Work to be completed — Reproduce all of the data that follows, character for character.
Data for analysis section start
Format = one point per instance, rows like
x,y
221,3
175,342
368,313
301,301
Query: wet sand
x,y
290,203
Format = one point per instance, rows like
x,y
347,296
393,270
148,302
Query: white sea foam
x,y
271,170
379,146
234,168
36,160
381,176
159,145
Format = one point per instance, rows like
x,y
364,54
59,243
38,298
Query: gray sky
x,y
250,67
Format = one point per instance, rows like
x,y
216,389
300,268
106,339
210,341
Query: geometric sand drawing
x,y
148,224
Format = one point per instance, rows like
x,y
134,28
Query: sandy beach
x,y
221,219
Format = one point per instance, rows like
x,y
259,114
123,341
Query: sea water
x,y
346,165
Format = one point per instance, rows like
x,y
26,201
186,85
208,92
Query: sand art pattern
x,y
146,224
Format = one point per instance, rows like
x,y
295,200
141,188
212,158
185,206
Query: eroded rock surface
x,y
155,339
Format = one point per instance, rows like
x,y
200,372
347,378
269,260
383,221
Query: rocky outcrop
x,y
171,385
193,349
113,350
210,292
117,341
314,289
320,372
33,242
Data for analysis section end
Result —
Format = one point per instance, rows like
x,y
221,3
175,342
368,313
301,301
Query: wet sand
x,y
290,203
Format = one point per instance, rows like
x,y
347,296
393,270
148,302
Query: white sea foam
x,y
271,170
379,146
234,168
36,160
381,176
159,145
Format = one point per instance, rows like
x,y
364,54
59,243
38,298
Query: gray sky
x,y
250,67
Format = one point per instance, rows like
x,y
216,389
300,268
106,339
210,341
Query: geometric sand drawing
x,y
148,224
Format = one point per instance, rows like
x,y
134,28
Query: sandy beach
x,y
221,219
Format = one point per instance, rows like
x,y
259,114
123,341
Query: sea water
x,y
346,165
Format = one point per instance, rows like
x,y
26,201
186,85
208,92
Query: sand art pattern
x,y
146,224
Format = one point per instance, rows like
x,y
295,200
141,188
212,158
185,206
Query: eroded rock surface
x,y
155,339
Format = one point per instance, rows like
x,y
200,372
347,378
269,260
383,221
Query: rocky outcrop
x,y
171,385
193,349
113,350
210,292
117,341
314,289
320,372
33,242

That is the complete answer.